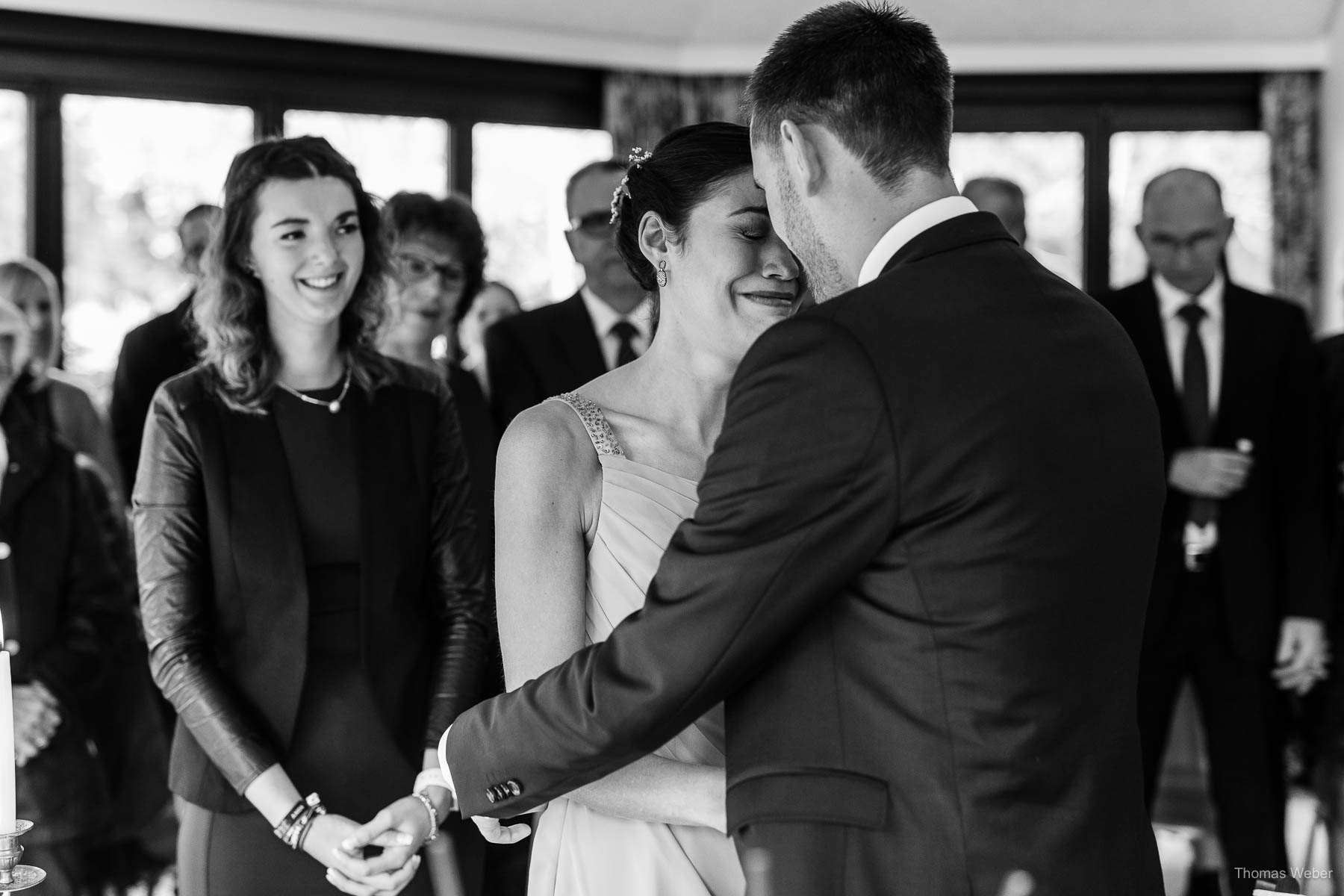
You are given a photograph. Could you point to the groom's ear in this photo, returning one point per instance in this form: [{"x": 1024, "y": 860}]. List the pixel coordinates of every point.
[{"x": 801, "y": 156}]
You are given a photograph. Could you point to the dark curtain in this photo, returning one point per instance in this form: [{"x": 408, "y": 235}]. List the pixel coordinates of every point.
[
  {"x": 640, "y": 108},
  {"x": 1290, "y": 116}
]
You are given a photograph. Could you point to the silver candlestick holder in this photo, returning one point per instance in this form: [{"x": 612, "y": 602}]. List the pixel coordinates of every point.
[{"x": 13, "y": 875}]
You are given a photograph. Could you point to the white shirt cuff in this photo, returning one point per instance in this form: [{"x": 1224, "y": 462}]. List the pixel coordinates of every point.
[{"x": 443, "y": 766}]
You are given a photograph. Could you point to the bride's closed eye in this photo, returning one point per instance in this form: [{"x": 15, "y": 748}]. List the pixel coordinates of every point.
[{"x": 753, "y": 230}]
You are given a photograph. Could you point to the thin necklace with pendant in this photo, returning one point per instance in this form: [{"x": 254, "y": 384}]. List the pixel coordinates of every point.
[{"x": 331, "y": 406}]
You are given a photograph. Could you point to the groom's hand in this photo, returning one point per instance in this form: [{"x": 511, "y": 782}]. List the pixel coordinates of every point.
[
  {"x": 497, "y": 832},
  {"x": 1210, "y": 473},
  {"x": 401, "y": 829}
]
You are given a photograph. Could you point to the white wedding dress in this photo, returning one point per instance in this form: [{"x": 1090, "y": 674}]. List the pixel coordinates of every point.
[{"x": 579, "y": 852}]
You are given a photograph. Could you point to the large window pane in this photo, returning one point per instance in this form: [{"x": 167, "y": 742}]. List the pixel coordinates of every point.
[
  {"x": 1239, "y": 159},
  {"x": 13, "y": 163},
  {"x": 517, "y": 188},
  {"x": 1048, "y": 168},
  {"x": 132, "y": 168},
  {"x": 390, "y": 152}
]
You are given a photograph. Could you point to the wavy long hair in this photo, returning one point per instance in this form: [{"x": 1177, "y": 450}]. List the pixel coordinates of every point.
[{"x": 230, "y": 307}]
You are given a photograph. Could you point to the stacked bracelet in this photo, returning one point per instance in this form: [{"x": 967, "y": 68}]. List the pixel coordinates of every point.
[
  {"x": 293, "y": 827},
  {"x": 433, "y": 815}
]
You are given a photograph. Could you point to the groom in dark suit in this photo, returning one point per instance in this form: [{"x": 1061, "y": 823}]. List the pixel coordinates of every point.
[{"x": 920, "y": 564}]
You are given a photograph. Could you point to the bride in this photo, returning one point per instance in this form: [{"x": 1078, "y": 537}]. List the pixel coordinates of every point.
[{"x": 593, "y": 484}]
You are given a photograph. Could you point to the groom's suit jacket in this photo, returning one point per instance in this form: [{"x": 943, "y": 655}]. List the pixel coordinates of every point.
[{"x": 917, "y": 578}]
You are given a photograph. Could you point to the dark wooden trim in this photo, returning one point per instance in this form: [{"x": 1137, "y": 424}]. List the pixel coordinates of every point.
[
  {"x": 46, "y": 180},
  {"x": 117, "y": 58},
  {"x": 460, "y": 156},
  {"x": 1097, "y": 205}
]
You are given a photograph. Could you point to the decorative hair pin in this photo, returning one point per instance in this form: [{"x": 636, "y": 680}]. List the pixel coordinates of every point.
[{"x": 638, "y": 158}]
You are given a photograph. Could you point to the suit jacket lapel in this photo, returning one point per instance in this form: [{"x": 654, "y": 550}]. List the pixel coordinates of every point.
[
  {"x": 578, "y": 340},
  {"x": 954, "y": 233},
  {"x": 264, "y": 528},
  {"x": 1238, "y": 348},
  {"x": 28, "y": 457},
  {"x": 382, "y": 479}
]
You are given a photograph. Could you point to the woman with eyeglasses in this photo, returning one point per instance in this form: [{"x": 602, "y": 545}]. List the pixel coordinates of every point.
[
  {"x": 312, "y": 581},
  {"x": 438, "y": 265}
]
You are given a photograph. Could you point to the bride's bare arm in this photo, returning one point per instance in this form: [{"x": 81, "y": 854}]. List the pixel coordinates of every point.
[{"x": 546, "y": 499}]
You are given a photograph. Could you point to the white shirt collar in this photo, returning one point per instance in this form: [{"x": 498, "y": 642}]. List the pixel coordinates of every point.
[
  {"x": 1169, "y": 299},
  {"x": 907, "y": 228},
  {"x": 605, "y": 317}
]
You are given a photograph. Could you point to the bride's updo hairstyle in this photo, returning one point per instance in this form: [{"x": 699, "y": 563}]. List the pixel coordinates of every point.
[{"x": 685, "y": 169}]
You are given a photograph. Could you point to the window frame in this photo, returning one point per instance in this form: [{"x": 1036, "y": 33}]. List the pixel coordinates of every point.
[
  {"x": 50, "y": 55},
  {"x": 1098, "y": 107}
]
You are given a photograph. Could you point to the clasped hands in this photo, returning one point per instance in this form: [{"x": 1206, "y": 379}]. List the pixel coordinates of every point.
[
  {"x": 339, "y": 844},
  {"x": 399, "y": 830}
]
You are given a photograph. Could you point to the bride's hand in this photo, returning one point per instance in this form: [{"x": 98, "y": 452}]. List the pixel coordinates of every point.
[
  {"x": 401, "y": 829},
  {"x": 347, "y": 871}
]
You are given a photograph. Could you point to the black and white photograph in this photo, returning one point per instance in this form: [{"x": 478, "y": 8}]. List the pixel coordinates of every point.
[{"x": 604, "y": 448}]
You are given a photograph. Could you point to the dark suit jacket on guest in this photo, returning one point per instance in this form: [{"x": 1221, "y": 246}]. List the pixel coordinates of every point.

> **PROBLEM TO WORK ON**
An exact retyping of the material, minus the pictures, is the required answer.

> **EXERCISE RESULT**
You are given a photograph. Could you point to the groom's ear in this photo, returning one point per instance in this form: [{"x": 1024, "y": 860}]. List the pixel coordinates of every point.
[{"x": 801, "y": 156}]
You are given a photograph. Could you point to the dark curtain in this photo, returning one point per instance in this form: [{"x": 408, "y": 235}]. List the pixel coordinates of every point.
[
  {"x": 640, "y": 108},
  {"x": 1290, "y": 116}
]
You are given a photograph. Could you point to the silver candlestick holder in this photo, returning one point per instance in this form: [{"x": 612, "y": 602}]. List the pixel coordinates of every point.
[{"x": 13, "y": 875}]
You are given a photograph. Could you point to the white shirt cuff in this photo, returning one point per instance in this form: [{"x": 1224, "y": 462}]. List the pixel coordinates of every point.
[{"x": 443, "y": 766}]
You are given a photograph. Could you point to the bride's closed eye in this photo, returning one point per instance in this form: [{"x": 15, "y": 748}]. List the pixel coordinates of every point.
[{"x": 753, "y": 230}]
You are given a photograph. Could you point to the thin necklace with pendant in this photo, returning one point per instance in this form: [{"x": 254, "y": 384}]. List the pixel coordinates of every point.
[{"x": 331, "y": 406}]
You are given a photograph. Could you point to the groom's hand in this photo, returning one point per instance in this form: [{"x": 511, "y": 782}]. List the pixel coordinates of every point.
[
  {"x": 497, "y": 832},
  {"x": 1210, "y": 473},
  {"x": 401, "y": 829}
]
You are given a photograph. Could you point to the white wedding dress in this photo, returning one point per instance in this form: [{"x": 1090, "y": 674}]. List the pixel coordinates of every point.
[{"x": 579, "y": 852}]
You are given a photograph. Could you point to the large window pane in this photo, returning one point per instance in this form: [{"x": 167, "y": 742}]. List the pixel coordinates of every point.
[
  {"x": 1239, "y": 159},
  {"x": 13, "y": 163},
  {"x": 517, "y": 188},
  {"x": 1048, "y": 168},
  {"x": 132, "y": 168},
  {"x": 390, "y": 152}
]
You are given a photograph. Could you point to the wavy long hair in this photo, returning one point per instance in this form: [{"x": 1177, "y": 450}]. List the pixel coordinates of every point.
[{"x": 230, "y": 307}]
You are given a photograph. Could you point to the stacked bracelet in this photo, returning one point per instance in this form: [{"x": 967, "y": 68}]. List the pixel coordinates of every point.
[
  {"x": 293, "y": 827},
  {"x": 433, "y": 815}
]
You are given a photograph. Could you point to the groom in dark suit in this photo, returning one point per instance in this form: [{"x": 1061, "y": 823}]. List the pixel coordinates of every point.
[{"x": 920, "y": 564}]
You are given a photograph. Could you point to the bride in this photo, returning one point per instance in this form: [{"x": 1078, "y": 537}]. List the pixel coordinates of every point.
[{"x": 593, "y": 484}]
You are given a photograph. Could you point to the groom's suit jacket in this photo, returning one point per instance in this form: [{"x": 943, "y": 655}]. List the pixel coordinates of every point.
[{"x": 917, "y": 578}]
You are given a photograph. Could you point to the dark wooden trim in this photo, returning one point per instance in this form: [{"x": 1137, "y": 424}]. List the pixel coordinates of every point.
[
  {"x": 46, "y": 180},
  {"x": 117, "y": 58},
  {"x": 460, "y": 156},
  {"x": 1097, "y": 205}
]
You are given a photograph. Could you point to the decorative hair pin in this photo, returning one point per instance in this form: [{"x": 636, "y": 680}]. List the pixel coordinates of every point.
[{"x": 638, "y": 158}]
You are given a photograph. Could you point to the suit jacket lapel in this photo, returning one point per instance in this form: [{"x": 654, "y": 550}]. List the pixel coordinates of every point.
[
  {"x": 578, "y": 340},
  {"x": 954, "y": 233},
  {"x": 264, "y": 528},
  {"x": 1238, "y": 348},
  {"x": 28, "y": 457},
  {"x": 382, "y": 479}
]
You are given a photograph. Could you point to the woman with eyeglasses in this photo, returning one point per instance in this form: [{"x": 602, "y": 545}]. List the pixel coordinates of every point.
[
  {"x": 312, "y": 581},
  {"x": 438, "y": 265}
]
You are given a photograph. Could you point to the bride's bare arm in this photo, returning one point per instance in this form: [{"x": 81, "y": 854}]. List the pixel coordinates of every point.
[{"x": 546, "y": 499}]
You are given a photograph. Could you point to the white shirt collar in this photo, returning one point per instance in this form: [{"x": 498, "y": 642}]. List the pixel coordinates of every point.
[
  {"x": 1169, "y": 299},
  {"x": 907, "y": 228},
  {"x": 605, "y": 317}
]
You are given a photograph. Could you point to the bride's updo hairstyle in this photo, returning one point per instance in this form: [{"x": 699, "y": 563}]. List the pixel coordinates of every point.
[{"x": 685, "y": 169}]
You are given a photograph. Could you point to the window frame in this photo, returning one point per instance in this form: [{"x": 1036, "y": 33}]. List the pixel coordinates of every point.
[
  {"x": 50, "y": 55},
  {"x": 1098, "y": 107}
]
You are given a photograph. Could you point to the clasped hands in this photo, returning one point per instance in this form: [{"x": 1206, "y": 379}]. List the pixel coordinates of every point.
[
  {"x": 339, "y": 844},
  {"x": 399, "y": 830}
]
You are given a photograph. Could you point to the bride's hand in this photo, returning one point per instance in this form: [{"x": 98, "y": 452}]. List the pixel coordinates of every point.
[
  {"x": 401, "y": 829},
  {"x": 347, "y": 871}
]
You are given a photograph. Could you point to the black and white photograph in this photo, returning one point per instance in this form: [{"x": 478, "y": 8}]. List the pixel coordinates of every point.
[{"x": 604, "y": 448}]
You are given a photograph. Could you point to the dark suit jacket on guest in this photo, returning one point per instance in this form: [{"x": 1221, "y": 246}]. List the pixel coordinates of every point.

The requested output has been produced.